§ **TASK DESCRIPTION**
Reproduce the stretch of data from the line containing "Rules. Find each instance of the stone step" through the line containing "point(49, 817)", with no changes.

[Position annotation records]
******************************

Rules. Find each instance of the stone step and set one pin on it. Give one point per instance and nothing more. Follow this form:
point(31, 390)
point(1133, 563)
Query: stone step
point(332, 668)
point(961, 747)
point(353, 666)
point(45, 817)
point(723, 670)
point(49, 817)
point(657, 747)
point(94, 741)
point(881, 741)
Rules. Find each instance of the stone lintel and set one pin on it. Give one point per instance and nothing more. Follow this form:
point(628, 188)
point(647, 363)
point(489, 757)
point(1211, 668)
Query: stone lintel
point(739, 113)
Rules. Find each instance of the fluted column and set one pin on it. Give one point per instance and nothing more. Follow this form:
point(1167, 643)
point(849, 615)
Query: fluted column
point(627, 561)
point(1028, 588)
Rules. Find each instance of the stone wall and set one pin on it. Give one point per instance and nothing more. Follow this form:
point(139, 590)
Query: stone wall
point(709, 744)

******************************

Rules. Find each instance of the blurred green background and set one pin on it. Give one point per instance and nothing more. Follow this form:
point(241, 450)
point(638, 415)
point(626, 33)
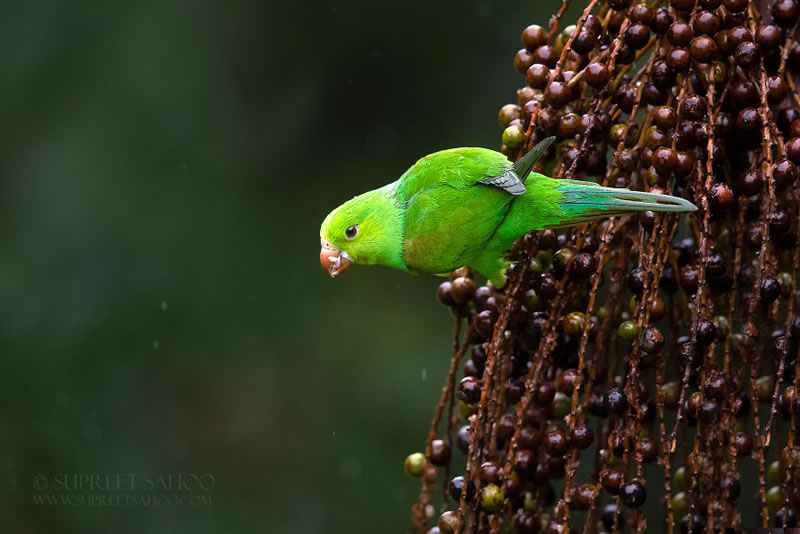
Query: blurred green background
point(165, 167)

******************************

§ **FULL ANSWER**
Rules. Find each instance of the stone step and set one pin on it. Give one point per instance and nothing more. Follow this form:
point(31, 390)
point(1133, 563)
Query: stone step
point(332, 668)
point(961, 747)
point(353, 666)
point(45, 817)
point(723, 670)
point(49, 817)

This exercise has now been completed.